**Aim of the exercise:**
Taking the line with "of the concrete" as the start, reproduce every line until the records end, exactly and with nothing added.

**Records for the task:**
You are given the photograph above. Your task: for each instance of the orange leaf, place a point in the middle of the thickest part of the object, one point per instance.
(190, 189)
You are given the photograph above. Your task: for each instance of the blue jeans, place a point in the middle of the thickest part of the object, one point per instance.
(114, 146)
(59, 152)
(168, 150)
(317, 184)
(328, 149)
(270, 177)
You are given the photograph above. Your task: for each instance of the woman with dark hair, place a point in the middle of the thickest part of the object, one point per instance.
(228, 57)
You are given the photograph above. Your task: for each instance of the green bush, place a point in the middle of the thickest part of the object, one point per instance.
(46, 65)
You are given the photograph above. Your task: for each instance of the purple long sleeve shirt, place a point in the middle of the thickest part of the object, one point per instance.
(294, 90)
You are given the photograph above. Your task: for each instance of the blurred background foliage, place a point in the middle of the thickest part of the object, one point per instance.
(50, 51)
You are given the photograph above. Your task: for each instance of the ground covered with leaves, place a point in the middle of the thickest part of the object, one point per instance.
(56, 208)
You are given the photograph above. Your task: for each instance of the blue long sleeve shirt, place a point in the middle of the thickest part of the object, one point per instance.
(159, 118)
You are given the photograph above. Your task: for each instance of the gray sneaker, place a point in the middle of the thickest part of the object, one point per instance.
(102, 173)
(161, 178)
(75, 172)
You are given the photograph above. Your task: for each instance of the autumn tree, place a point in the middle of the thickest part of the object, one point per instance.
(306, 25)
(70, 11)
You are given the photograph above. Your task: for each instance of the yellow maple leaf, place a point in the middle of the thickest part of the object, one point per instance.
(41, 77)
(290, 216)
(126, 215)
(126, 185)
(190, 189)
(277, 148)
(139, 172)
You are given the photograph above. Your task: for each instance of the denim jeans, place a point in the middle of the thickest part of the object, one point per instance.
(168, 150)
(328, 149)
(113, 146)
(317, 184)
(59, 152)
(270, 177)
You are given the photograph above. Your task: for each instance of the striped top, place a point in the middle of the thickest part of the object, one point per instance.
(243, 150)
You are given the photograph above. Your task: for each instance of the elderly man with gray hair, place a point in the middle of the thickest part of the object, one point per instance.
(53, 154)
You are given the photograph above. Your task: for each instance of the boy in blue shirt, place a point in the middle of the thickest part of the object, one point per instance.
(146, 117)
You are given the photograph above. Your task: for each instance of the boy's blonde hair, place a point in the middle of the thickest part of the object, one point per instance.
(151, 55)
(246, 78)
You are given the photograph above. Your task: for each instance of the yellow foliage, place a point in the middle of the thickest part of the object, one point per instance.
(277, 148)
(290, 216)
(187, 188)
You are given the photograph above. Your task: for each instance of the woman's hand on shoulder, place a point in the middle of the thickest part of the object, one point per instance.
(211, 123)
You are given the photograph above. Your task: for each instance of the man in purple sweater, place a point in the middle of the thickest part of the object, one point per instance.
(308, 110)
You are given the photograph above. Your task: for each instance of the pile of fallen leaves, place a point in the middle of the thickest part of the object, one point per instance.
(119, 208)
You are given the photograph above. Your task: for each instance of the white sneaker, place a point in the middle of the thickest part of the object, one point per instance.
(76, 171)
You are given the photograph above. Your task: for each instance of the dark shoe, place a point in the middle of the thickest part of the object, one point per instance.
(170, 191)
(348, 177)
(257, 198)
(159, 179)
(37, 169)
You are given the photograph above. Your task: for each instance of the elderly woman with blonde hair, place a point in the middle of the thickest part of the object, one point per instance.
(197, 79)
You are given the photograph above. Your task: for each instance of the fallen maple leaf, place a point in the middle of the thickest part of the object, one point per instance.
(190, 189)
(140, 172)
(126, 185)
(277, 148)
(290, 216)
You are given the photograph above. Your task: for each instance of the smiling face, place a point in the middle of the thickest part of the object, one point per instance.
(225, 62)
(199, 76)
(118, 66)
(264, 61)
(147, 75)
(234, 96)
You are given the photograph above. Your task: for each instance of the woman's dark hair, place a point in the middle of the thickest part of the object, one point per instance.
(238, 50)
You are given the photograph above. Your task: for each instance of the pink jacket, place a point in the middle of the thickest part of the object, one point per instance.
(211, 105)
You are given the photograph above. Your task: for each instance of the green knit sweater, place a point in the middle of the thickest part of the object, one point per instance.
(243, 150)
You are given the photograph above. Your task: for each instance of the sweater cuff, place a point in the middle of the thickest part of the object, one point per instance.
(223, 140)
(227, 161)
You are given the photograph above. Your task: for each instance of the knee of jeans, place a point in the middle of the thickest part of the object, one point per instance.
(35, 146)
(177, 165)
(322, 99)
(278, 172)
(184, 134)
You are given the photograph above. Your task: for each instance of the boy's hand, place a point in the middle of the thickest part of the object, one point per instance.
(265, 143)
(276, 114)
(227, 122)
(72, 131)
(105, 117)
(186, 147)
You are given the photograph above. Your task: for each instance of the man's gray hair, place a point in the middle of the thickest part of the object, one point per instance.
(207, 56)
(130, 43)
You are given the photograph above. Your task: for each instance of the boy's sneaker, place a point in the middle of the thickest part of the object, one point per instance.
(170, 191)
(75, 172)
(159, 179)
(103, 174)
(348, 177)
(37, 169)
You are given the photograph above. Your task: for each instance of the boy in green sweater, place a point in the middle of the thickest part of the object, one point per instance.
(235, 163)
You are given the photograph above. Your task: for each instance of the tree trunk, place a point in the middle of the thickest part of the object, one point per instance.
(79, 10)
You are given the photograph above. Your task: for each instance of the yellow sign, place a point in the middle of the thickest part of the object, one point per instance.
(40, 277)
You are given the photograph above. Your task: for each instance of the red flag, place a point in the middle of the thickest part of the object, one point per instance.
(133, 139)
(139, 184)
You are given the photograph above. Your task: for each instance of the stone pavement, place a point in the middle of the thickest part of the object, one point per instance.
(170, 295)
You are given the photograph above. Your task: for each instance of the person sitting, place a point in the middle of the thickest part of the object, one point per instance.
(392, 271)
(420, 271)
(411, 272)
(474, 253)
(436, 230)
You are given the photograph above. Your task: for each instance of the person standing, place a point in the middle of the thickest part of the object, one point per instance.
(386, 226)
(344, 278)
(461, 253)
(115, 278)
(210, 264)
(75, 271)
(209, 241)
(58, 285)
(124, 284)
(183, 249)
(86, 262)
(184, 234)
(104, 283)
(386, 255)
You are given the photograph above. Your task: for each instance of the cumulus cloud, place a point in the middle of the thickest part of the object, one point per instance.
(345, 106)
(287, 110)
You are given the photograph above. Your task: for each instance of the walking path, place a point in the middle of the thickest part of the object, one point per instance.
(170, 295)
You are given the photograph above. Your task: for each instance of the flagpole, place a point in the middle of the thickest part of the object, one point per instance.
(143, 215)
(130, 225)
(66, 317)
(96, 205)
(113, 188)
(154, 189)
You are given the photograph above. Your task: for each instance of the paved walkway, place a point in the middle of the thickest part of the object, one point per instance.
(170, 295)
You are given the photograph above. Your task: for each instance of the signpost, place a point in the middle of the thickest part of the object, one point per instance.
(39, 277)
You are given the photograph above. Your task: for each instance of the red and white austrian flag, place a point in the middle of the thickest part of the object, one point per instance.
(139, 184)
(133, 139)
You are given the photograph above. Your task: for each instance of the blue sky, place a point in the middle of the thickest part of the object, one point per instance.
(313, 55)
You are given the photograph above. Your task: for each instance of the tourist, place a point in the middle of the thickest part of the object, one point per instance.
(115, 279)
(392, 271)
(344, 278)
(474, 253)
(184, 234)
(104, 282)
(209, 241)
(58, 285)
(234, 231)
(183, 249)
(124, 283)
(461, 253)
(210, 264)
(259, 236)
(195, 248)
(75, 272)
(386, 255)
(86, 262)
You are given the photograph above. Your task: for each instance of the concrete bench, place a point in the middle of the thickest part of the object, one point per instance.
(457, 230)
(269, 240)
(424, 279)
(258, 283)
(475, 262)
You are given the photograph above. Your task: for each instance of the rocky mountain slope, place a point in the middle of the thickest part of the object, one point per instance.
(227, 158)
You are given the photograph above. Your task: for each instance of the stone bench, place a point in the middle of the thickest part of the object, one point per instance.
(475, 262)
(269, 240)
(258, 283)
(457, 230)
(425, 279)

**Output:**
You are given the photograph above. Your task: for each instance of the concrete bench, place a point in the middle of the thickest part of the object, one point per instance.
(457, 230)
(269, 240)
(424, 279)
(258, 283)
(475, 262)
You are given the photograph above. Your task: for each instance of the rocky mountain slope, place a point in the middle of the thickest part of the object, one point per instance.
(227, 158)
You are given the photograph above. Your task: for each instance of the stone bench, place a point in the middle of the thickest part of the object, one point per instance.
(475, 262)
(269, 240)
(258, 283)
(457, 230)
(425, 279)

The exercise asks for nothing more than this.